CHAPTER 1
The transition between Samuel II and Kings I isn’t quite as
smooth as it was between Samuel I and Samuel II. Then, Saul died at the end of I, and we moved into the post-Saul
world in part II. Here? Well, David’s reign is ending, but he’s
still alive. The first two chapters
here are about the transition of power from David to Solomon. Those are two long chapters, too – about 50
verses each.
It’s a tricky transition because more than one son wants the
job. The clear favorite is Adonijah,
who is the younger brother of the mutinous Absalom. Adonijah has been angling for the job for a while. He won over David’s longtime priest
Abiathar, top military man Joab, and many of his brothers. But he hasn’t won over Nathan the prophet,
some other military men – or Bathsheba and her son Solomon. They are the rivals, and it looks like clear
underdog.
This is Adonijah’s position to lose. But he loses it. He has a great shot to be king, but he overplays his hand. He has a big feast and invites everyone who
isn’t on Team Solomon, and at the big feast people praise him as King
Abonijah. Uh-oh. Big no-no.
Bathsheba and Nathan both go to David, asking if he’s made Abonijah king
and not told him.
Joseph Heller’s book “God Knows” about David is pretty good
here. It’s set at the end of David’s
life, with him recounting his previous exploits. All along he’s stayed out of he issue of succession, but here he
finally weighs in and chooses Solomon.
And he writes (the book is first person from the point of view of David)
that he did it because he saw Bathsheba look scared when she brought the news
of Abonijah’s feast and how she’d always meant something to him. Maybe the real David was more personally
offended by someone else presuming to have himself called king, but I like
Heller’s account.
David has Solomon named king, proclaimed in the streets,
anointed by Nathan, and allowed to sit on his throne.
Then word gets back to Adonijah. I like the scene of them finding out. A messenger comes from the palace to break the bad news, but
before he can speak Adonijah says, “Come, you are a man of worth and must bring
good news.” The messenger shouts back, “Hardly.” Heh. That gave me a
laugh. (The footnote says it’s a very
rough translation, as in ancient Hebrew he made a sarcastic reply).
They learn the news and begin their mass freak out. Adonijah fears for his life, but Solomon
says he’ll be safe.
Also, apparently David in his old age has been given a young
virgin, in hopes she can get him going.
Her name is Abishag the Shumanite.
Joseph Heller’ s book begins with a section on her and David, so this
minor Biblical character always sticks out to me.
CHAPTER 2
Now David dies. He
gives some final instructions first.
Basically, he tells Solomon to whack all the guys that Solomon will soon
whack. First, though, he tells Solomon
to stay loyal and true to God always.

________

*YOUR GOAL*
Print the part of the commentary on Kings I that starts with the words "They learn the" and ends after "get him going.". Copy it word for word.

*STORED DATA*
________

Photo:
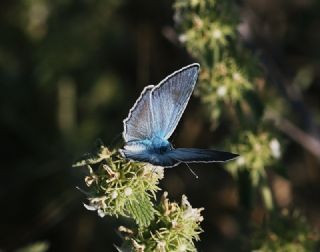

________

*ANSWER TO THE PROBLEM*
They learn the news and begin their mass freak out. Adonijah fears for his life, but Solomon
says he’ll be safe.
Also, apparently David in his old age has been given a young
virgin, in hopes she can get him going.